• Selected extract:
○ ○ ○ ○ ○ ○ ○

So as we ramp from 46 wells or so this year to probably similar number next year and then on up from there, we’re designing our development program and our gathering of transportation kind of an interim process to have both of them grow or be able to grow if that’s what we choice to invest.
Steve Mueller
And then with your question, local next few years or what are we trying to grow to maximum.
Scott Hannold
Yes. I guess that was the second – the second part of that just kind of maximum, is there sort of cap longer term or just kind of longer term what are you looking to grow to?
Bill Way
We’ve already got over 800 million a day signed up through once – by the time you gets in 2019 or late 2018 we’ve got more than 800 million a day signed up. One of things that we’re trying to do is sort of get to the initial surge of that 800 to 1 billion a day, watch the market, make sure the pipeline gets build where we want them build so that we can continue to ramp and then watch as this 10 to 15 Bcf of transportation comes online where we fully expect that the cost of transport on that will moderate from the dollar-ish number that it is today with 20-year back down to a bit more of the geographic differential representative rate.

○ ○ ○ ○ ○ ○ ○

• Collected data:
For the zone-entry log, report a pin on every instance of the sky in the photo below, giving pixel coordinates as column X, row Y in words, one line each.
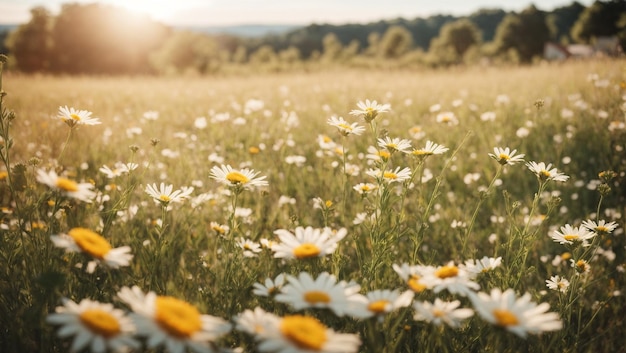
column 294, row 12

○ ○ ○ ○ ○ ○ ○

• Given task 1: Decide whether each statement below agrees with the transcript excerpt. Answer yes or no for each, and quote the words of the excerpt that decide it. (a) More than 800 million a day is signed up by 2019 or late 2018. (b) The well count next year is expected to be much lower than this year's. (c) Bill Way expects the cost of transport to rise above today's level.
• Given task 2: Reproduce the part of the transcript excerpt from "So as we ramp" up to and including "grow to maximum.".

• Exercise result 1:
(a) Yes: "by the time you gets in 2019 or late 2018 we’ve got more than 800 million a day signed up"
(b) No: "from 46 wells or so this year to probably similar number next year"
(c) No: "the cost of transport on that will moderate from the dollar-ish number that it is today"

• Exercise result 2:
So as we ramp from 46 wells or so this year to probably similar number next year and then on up from there, we’re designing our development program and our gathering of transportation kind of an interim process to have both of them grow or be able to grow if that’s what we choice to invest.
Steve Mueller
And then with your question, local next few years or what are we trying to grow to maximum.